» Page extract:

Each Thursday, Kayse Pratt and I are reading through Unglued. This week we are on Chapter Four Unglued: What Kind of Unglued am I?
Jamie’s Thoughts
I should tell you something… I’ve had many opportunities to come unglued since we’ve started reading this book together. What I sense is that God has given me a whole lot of grace, mercy, and compassion throughout this study to make progress, even though we haven’t gotten to the meat of the book yet. I’m extremely thankful for imperfect progress.
“These are things I’m identifying about myself so I can bring my raw emotions and unglued reactions under the healing authority of Jesus.”
Amen for the healing authority of Jesus. I know I’m not the only one.
With that in mind, there are two ways we come unglued. You either 1) explode or force your emotions outward on another or 2) stuff everything you are feeling deep down inside and keep it all for yourself with the guise of being fine. Depending on how you process conflicts, internally or externally, and then how you address an issue with others, internally or externally, you may fall into one of four categories.
The four categories of unglued reactions are:
- Exploders who shame themselves
- Exploders who blame others
- Stuffers who build barriers
- Stuffers who collect retaliation rocks
The interesting thing is that all of us may come unglued in any of these four ways depending on the person and situation at hand. It really depends on how safe we feel around someone else as to how we react to conflict with him or her.
But what I really love is that Lysa is teaching us to have soul integrity by identifying how we’ve reacted. From this girl who likes to generally duck and cover, hide in her closet and cry, or lose friends rather than confront issues, the past year I’ve experienced the blessing of pursuing soul integrity. For goodness sakes, this quiet girl got up and spoke at a women’s retreat on removing our masks of insecurities. And aren’t many masks just fancy ways of covering over and stuffing? {There was a reason God needed me to explore masks – I’m good at wearing them, and I’m trying to learn not to stuff.}
“Soul integrity is the heart of what we’re after. Soul integrity is honesty that’s godly. It brings the passion of the exploder and the peacemaking of the stuffer under the authority of Jesus where honesty and godliness embrace and balance each other.”
Do you love the way Lysa puts words together as much as I do? Maybe you have a tendency to be more “honest” (use words as daggers instead of wielding them like the sword of the Spirit) or maybe you are the “peacemaker” type (more like peacefaker, right?). Soul integrity is where these gritty variables balance. Honesty is meant to be measured with godliness, and godliness is meant to be measured with honesty. When we don’t measure them together, we dose out plastic or fake versions of the real thing. Sometimes “keeping it real” is really just an opportunity to share your opinion without any care or thought of God. Sometimes peacemaking is just a “plastic version of godliness.”
My husband will avidly shake his head when I say this, but I need to remember this:
“Saying “I’m fine” to keep the peace, when we’re really not fine, isn’t honest. It may seem godly in the moment, but it’s false godliness. Truth and godliness always walk hand in hand. The minute we divorce one from the other, we stray from soul integrity and give a foothold to the instability that inevitably leads to coming unglued.”

Entries from an annotation dataset
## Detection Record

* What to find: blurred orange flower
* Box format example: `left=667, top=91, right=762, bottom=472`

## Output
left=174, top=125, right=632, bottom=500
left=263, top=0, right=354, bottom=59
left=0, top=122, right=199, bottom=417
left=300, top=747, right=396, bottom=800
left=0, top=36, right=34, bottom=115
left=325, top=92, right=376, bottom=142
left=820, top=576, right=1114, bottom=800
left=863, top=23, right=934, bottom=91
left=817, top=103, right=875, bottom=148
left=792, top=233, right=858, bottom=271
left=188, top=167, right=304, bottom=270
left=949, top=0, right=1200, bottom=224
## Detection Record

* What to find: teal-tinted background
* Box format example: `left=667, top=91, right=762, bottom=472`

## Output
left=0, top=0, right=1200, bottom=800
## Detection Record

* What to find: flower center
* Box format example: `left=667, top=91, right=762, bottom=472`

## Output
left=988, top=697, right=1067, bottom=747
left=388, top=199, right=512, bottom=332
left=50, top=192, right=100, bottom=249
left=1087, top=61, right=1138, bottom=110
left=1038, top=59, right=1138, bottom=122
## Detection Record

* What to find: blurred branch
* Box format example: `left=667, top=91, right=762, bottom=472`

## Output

» Given task 1:
Repeat the passage of the Unglued post starting with "Jamie’s Thoughts" and going on through "for imperfect progress.", word for word.
» Given task 2:
Pull out each line of the listing that contains the word "blurred", copying the lines unchanged.

» Task response 1:
Jamie’s Thoughts
I should tell you something… I’ve had many opportunities to come unglued since we’ve started reading this book together. What I sense is that God has given me a whole lot of grace, mercy, and compassion throughout this study to make progress, even though we haven’t gotten to the meat of the book yet. I’m extremely thankful for imperfect progress.

» Task response 2:
* What to find: blurred orange flower
* What to find: blurred branch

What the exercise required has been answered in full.